What the exercise asks — Change "dark ground" to "shaded ground" in everything from the line containing "Put a point on every instance of the dark" down to the line containing "[(1189, 834)]", and write out only those lines with nothing else altered.

Supplied information —
**********

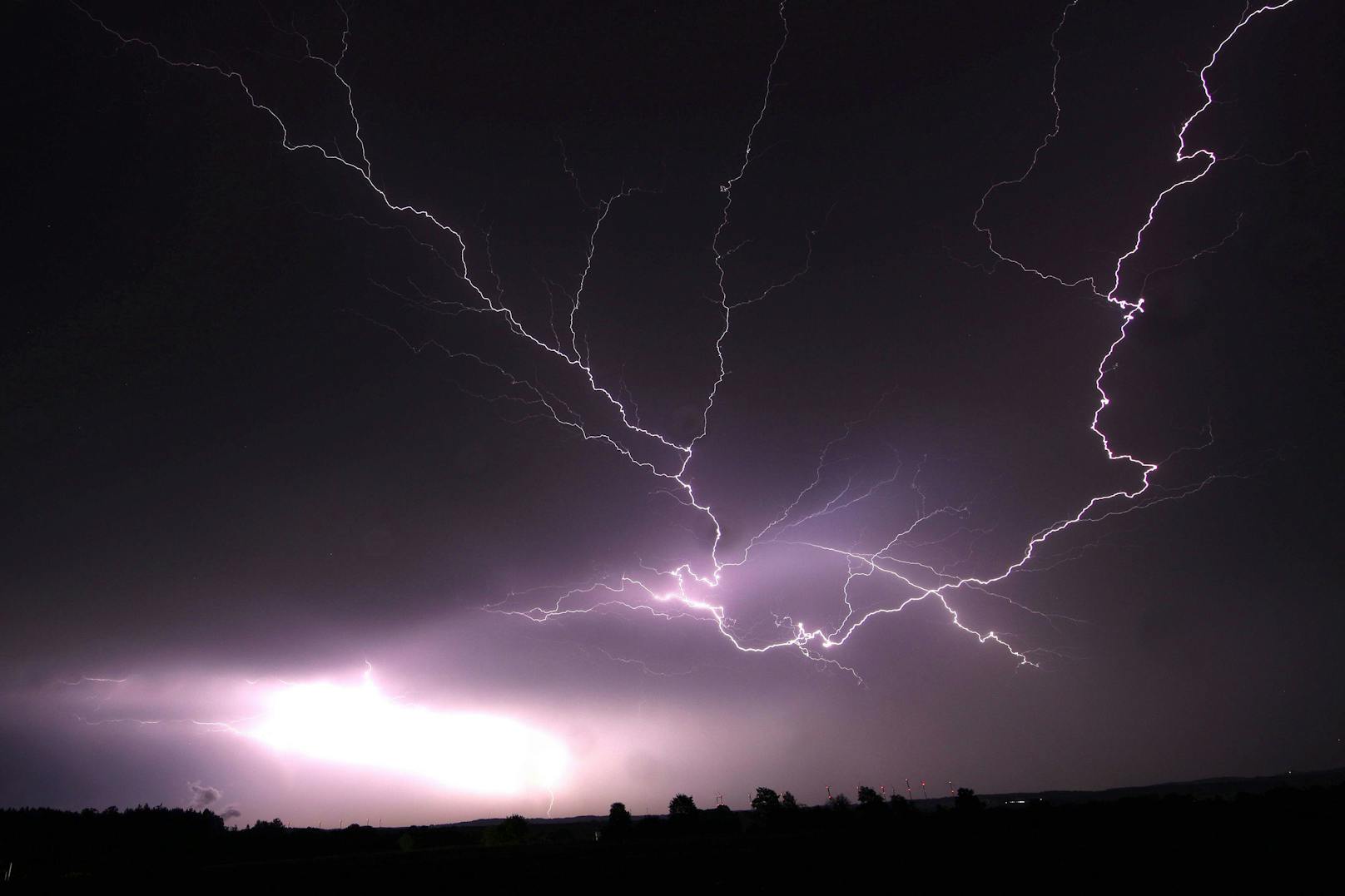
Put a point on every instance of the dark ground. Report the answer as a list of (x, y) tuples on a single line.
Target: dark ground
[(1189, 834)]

**********

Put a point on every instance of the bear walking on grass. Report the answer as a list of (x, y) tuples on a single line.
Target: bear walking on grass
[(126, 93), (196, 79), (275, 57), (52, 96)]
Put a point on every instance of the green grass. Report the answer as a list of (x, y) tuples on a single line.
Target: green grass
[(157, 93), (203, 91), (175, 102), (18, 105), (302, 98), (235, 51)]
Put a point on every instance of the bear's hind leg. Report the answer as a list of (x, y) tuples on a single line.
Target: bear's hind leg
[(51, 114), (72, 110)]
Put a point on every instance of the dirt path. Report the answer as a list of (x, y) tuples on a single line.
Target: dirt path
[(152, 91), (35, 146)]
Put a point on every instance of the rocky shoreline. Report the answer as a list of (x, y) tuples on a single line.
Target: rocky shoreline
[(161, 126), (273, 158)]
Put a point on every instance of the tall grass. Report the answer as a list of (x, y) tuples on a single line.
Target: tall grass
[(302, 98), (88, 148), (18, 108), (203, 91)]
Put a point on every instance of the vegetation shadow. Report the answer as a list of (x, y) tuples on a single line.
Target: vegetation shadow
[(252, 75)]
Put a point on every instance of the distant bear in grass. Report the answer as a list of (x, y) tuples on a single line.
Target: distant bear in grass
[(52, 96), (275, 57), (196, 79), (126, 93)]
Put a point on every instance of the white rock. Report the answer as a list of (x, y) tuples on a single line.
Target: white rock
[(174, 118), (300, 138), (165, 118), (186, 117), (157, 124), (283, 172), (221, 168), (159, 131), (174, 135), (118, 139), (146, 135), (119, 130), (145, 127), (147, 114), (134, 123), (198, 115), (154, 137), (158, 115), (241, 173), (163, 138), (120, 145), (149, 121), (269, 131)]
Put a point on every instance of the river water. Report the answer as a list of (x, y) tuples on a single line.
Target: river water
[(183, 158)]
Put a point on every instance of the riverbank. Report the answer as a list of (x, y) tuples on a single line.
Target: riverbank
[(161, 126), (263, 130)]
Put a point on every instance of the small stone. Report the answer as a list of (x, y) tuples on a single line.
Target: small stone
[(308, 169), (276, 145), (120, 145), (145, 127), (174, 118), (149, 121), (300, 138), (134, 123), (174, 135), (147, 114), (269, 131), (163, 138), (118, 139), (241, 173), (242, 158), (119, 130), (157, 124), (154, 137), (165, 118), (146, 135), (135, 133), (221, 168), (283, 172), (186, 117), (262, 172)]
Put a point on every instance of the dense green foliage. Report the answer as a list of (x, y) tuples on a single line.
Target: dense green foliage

**********

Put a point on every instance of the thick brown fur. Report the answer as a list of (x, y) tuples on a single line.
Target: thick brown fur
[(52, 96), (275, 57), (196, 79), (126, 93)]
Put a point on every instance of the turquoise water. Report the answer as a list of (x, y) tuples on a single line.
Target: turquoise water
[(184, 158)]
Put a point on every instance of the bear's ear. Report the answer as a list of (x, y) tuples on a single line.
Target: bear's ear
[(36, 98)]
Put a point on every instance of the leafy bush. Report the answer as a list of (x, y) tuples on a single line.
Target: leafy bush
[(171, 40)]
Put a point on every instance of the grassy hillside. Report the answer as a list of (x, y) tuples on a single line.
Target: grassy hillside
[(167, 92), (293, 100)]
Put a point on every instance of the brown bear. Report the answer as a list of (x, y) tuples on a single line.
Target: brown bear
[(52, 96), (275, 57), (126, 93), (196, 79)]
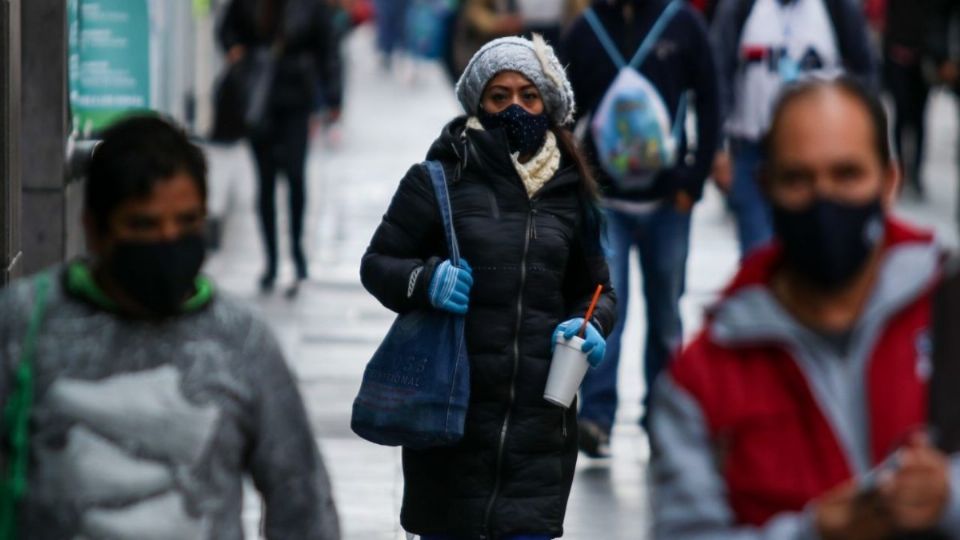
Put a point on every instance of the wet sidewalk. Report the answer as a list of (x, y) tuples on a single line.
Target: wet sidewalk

**********

Response below —
Put a point on every instance of the shaded ground. Report the answer as a list of (x, y) tuples on a single line.
Target: shaded ground
[(1189, 834)]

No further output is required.